Exercise text:

*** Begin section ***

Pam Warren, whose face was severely burnt in the Paddington rail disaster, said she was "totally devastated" yesterday at news that there could be more delays in settling insurance claims.
St Paul International Insurance, which has been acting for the rail companies for the four years since the crash, has reached its indemnity limit, believed to be £30m.
It is passing its responsibilities on to another firm. The new company, AIG, has appointed solicitors to handle the claims "from scratch", which means further delay, the victims' support group says. Those injured in the crash, in which 30 people died, say AIG is refusing offers to take claims to mediation and seeking adjournments of hearings scheduled for December, which were intended to settle the level of damages. Solicitors for AIG said they needed more time to prepare to fight the claims, according to survivors.

*** End section ***

Work task: Continue the news report on the Paddington rail crash insurance claims from its last sentence. The records have no connection to the text about the Paddington rail crash claims.

Records from a data collection:
*** Begin section ***

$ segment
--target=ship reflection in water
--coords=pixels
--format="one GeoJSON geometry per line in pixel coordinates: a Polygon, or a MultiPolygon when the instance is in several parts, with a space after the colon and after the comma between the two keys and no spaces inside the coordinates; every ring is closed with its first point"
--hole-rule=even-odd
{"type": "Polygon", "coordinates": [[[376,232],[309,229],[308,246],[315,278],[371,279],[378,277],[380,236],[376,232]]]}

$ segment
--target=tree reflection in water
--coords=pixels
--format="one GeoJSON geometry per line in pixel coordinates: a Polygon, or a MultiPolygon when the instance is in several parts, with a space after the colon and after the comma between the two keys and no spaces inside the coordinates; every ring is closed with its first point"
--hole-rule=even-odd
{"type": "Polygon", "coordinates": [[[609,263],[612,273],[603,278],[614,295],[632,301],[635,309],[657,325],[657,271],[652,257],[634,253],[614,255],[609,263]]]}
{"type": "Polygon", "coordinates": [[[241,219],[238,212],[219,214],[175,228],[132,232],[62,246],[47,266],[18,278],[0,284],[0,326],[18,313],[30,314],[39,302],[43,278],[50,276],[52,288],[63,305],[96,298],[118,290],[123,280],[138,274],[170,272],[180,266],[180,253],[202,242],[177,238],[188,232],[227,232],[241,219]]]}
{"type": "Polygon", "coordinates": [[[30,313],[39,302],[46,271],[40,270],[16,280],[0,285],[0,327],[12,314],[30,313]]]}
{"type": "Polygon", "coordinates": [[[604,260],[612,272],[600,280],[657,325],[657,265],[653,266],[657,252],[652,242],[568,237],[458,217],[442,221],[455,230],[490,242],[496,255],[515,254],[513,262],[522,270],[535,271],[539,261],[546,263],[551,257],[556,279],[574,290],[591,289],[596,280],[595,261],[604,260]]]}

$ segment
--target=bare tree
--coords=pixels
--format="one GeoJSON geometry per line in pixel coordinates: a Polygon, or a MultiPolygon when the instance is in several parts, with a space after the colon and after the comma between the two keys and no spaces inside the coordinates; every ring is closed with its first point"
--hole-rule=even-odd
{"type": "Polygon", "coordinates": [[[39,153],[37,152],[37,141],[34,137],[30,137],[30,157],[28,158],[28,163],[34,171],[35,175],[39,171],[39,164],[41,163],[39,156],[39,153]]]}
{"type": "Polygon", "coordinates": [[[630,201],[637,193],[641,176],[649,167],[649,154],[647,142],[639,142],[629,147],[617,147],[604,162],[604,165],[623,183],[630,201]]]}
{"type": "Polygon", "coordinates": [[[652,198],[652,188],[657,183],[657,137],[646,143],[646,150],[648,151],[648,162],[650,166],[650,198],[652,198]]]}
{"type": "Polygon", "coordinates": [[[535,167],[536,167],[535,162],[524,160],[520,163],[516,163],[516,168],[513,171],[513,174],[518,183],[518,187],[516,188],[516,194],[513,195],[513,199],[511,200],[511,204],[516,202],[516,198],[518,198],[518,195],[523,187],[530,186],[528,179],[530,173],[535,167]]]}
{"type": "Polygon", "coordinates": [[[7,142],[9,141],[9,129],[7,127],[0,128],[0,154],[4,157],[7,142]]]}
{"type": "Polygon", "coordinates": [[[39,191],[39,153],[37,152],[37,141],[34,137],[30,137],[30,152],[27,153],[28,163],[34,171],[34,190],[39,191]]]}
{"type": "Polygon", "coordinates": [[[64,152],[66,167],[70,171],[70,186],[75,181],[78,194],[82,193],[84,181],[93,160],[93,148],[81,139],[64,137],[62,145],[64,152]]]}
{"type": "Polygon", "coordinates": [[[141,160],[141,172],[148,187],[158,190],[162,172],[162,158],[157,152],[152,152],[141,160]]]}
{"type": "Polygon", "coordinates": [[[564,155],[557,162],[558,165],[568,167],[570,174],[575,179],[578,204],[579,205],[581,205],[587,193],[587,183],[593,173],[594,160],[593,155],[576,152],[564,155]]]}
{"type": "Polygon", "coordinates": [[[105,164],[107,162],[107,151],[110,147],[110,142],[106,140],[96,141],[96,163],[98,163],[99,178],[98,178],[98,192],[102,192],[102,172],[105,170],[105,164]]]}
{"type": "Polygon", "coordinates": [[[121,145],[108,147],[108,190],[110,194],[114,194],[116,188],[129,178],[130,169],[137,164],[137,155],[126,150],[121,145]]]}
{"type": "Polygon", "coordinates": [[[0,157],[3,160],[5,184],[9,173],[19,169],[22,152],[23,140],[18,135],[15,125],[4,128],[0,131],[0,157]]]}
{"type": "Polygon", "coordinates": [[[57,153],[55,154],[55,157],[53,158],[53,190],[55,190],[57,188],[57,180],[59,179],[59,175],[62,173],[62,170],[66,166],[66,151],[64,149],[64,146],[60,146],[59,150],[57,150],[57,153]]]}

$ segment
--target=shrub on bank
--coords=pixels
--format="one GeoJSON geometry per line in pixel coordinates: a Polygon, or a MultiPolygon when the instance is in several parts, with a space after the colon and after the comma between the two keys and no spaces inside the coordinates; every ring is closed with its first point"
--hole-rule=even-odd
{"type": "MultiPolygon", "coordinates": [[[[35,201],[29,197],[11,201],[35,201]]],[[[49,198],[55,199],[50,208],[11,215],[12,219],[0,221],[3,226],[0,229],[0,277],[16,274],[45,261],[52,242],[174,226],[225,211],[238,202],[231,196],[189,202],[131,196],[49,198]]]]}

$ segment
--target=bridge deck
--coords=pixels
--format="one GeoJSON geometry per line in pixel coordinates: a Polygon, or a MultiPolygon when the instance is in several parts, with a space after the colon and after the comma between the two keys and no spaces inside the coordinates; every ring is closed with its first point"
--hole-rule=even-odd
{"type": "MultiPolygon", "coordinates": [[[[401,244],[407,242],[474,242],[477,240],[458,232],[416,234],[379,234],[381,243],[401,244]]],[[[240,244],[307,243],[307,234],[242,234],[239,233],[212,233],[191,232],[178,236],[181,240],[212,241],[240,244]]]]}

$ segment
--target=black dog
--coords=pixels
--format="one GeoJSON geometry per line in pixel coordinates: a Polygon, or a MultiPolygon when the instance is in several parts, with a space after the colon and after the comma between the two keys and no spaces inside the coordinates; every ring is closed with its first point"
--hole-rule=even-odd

*** End section ***

Answer to the exercise:
Ms Warren, who was forced to wear a surgical mask to protect her face after the disaster, has not yet received full compensation. She said: "From the time of the train crash we were assured time and time again that our claims would be dealt with 'sympathetically and quickly'. I feel that the railway industry is reneging on promises made to victims following the accident. My life has been destroyed by their incompetence and this trauma is being made worse by their tactics of delay."
Victor Rae-Reeves, the solicitor for "excess insurers" including AIG, said there should be no reason for any delays and that the company had not refused arbitration. He said most of the claims had now been settled, but in a small number of cases up-to-date medical evidence had been sought. A spokesman for AIG said the company was unable to comment.